BEGIN Records supplied
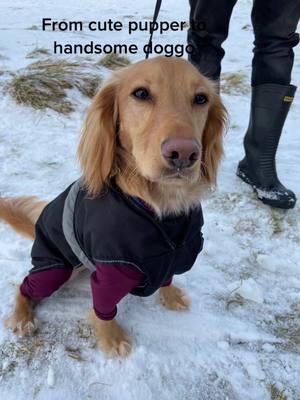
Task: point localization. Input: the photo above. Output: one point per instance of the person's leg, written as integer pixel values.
(209, 22)
(35, 287)
(274, 23)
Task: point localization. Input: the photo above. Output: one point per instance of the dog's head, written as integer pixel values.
(161, 119)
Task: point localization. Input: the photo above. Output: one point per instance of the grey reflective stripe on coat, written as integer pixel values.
(68, 226)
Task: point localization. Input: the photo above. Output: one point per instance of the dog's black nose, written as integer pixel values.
(180, 152)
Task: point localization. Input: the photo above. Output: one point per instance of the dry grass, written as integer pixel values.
(37, 52)
(277, 394)
(234, 83)
(43, 84)
(113, 61)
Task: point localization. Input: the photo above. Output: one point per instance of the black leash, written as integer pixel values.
(154, 19)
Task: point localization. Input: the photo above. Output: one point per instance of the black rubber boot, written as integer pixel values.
(269, 107)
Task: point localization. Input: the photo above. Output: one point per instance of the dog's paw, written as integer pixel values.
(22, 326)
(174, 298)
(111, 337)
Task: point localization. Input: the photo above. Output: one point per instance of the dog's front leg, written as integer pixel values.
(174, 298)
(111, 337)
(22, 321)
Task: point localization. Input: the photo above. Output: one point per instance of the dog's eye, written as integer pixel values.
(141, 94)
(200, 99)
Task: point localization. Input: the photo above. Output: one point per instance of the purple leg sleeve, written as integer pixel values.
(38, 285)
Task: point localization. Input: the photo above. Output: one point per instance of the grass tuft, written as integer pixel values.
(277, 394)
(43, 84)
(277, 222)
(114, 61)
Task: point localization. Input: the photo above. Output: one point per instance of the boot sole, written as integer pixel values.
(285, 205)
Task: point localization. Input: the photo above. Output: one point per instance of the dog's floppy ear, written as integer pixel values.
(212, 142)
(97, 147)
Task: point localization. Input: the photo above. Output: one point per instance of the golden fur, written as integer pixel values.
(122, 138)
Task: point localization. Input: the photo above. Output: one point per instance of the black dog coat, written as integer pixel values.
(112, 228)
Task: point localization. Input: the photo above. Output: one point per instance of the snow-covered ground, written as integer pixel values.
(242, 333)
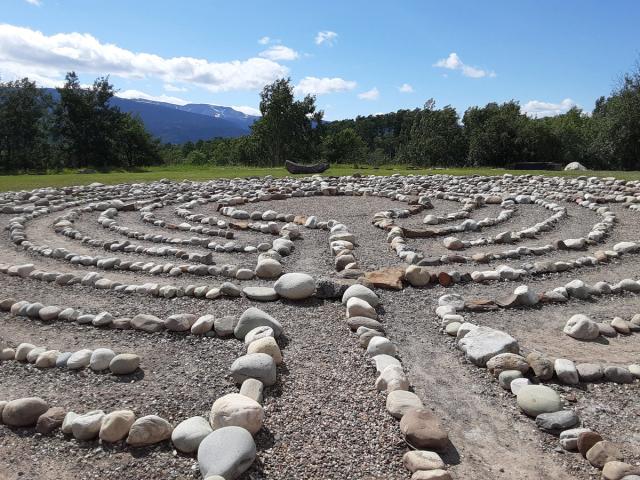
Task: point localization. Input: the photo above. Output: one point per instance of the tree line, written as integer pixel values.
(496, 135)
(81, 130)
(78, 129)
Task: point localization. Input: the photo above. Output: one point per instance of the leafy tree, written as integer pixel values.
(493, 133)
(344, 146)
(616, 122)
(136, 146)
(435, 138)
(24, 121)
(285, 130)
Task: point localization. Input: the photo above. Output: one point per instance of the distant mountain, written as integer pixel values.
(182, 123)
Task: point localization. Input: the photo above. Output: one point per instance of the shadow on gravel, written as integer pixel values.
(132, 377)
(450, 454)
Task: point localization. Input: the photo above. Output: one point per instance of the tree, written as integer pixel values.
(86, 125)
(285, 130)
(136, 146)
(493, 133)
(344, 146)
(616, 125)
(436, 138)
(23, 126)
END Records supplied
**The exercise:**
Rewrite every line of the records above with "integer pixel values" replaced by "whole-number pixel coordinates", keeping everything else unchanged. Omit the pictures.

**Output for this exercise:**
Task: point localization. Input: the photo above. Output: one point per instance of the person's leg, written as whole-number pixel coordinates.
(209, 22)
(35, 287)
(274, 23)
Task: point localization. Input: the photo above. Output: one point per instance of the dog's head, written as whole-number pixel coordinates.
(161, 119)
Task: point localization. Input: the photo above. Output: one point per instance of the grey reflective stripe on coat, written as whole-number pixel coordinates.
(68, 226)
Task: point localization. Input: the photo above. Output: one point per instance of the dog's black nose, written as whole-number pixel coordinates.
(180, 152)
Task: point localization. Input: the photo above. Output: one point per instance of the dry grass, written as whole-number pixel coordinates.
(37, 52)
(277, 394)
(234, 83)
(43, 84)
(113, 61)
Task: point localization. Input: the photo above. Output: one point per instance of the black leash, written as whole-number pixel coordinates.
(154, 19)
Task: point localization. Input: the photo above. Output: one point per instance of the black rubber boot, written as whole-number pixel coordinates.
(269, 107)
Task: point localization. Input: the photo above. Output: one point per instance of the dog's paw, written as whole-number pixel coordinates.
(22, 326)
(174, 298)
(111, 337)
Task: point localization. Input: the photo above. Output: one point per instance of the dog's front leg, written as whole-number pixel coordinates.
(174, 298)
(111, 337)
(22, 321)
Task: point localization. Input: the photo above. Output: one point per instance of the dog's eye, written as whole-number pixel coordinates.
(141, 94)
(200, 99)
Task: point localization. Input: the photo above. Output: one point per instance of the purple leg sleeve, written as whole-number pixel coordinates.
(38, 285)
Task: point localization. Input: the photo above. Output: one point per instance of the grass tuft, written as whole-number pixel coordinates.
(277, 394)
(43, 84)
(277, 222)
(114, 61)
Task: point localization. Input: the photo above. Output: one point per instance of the boot sole, written as whole-number pixel coordinates.
(285, 205)
Task: point localization. Input: the photo above. Output: one point per instance of the dog's floppy ear, written as whole-number pixel coordinates.
(212, 142)
(97, 147)
Task: point localization. Input: the photo above. Output: one point per instance of the golden fur, written as whole-number pixel coordinates.
(122, 138)
Task: point localization. Input: the photo above. Output: one point per instance of the black dog coat, written as whole-number pixel coordinates.
(112, 228)
Task: point localization. Input: the photo above. Output: one point per instance of the snow-covered ground, written as whole-number pixel coordinates.
(242, 333)
Task: point localization. Input: the photo above. Output: one point per instance of the tree line, written as whole-number pixel coordinates.
(496, 135)
(81, 130)
(78, 129)
Task: point localization. Input: the photo above. Output: one point per instance of the leafy tree, written as whole-number pixel coordinates.
(493, 133)
(344, 146)
(616, 122)
(136, 146)
(435, 138)
(24, 121)
(285, 130)
Task: point localization. Input: the photo above. Output: one point per instance of the distant mountain, written as whole-number pixel coordinates.
(182, 123)
Task: point localization. Input: the photo above. Output: one point per instance of the shadow on gravel, written as whole-number pixel coordinates.
(132, 377)
(450, 454)
Task: point localization. Input: the photo above. Output: one point per instance of the tree, written as whole-number pixel coordinates.
(86, 125)
(285, 130)
(136, 146)
(493, 133)
(344, 146)
(616, 125)
(436, 138)
(23, 126)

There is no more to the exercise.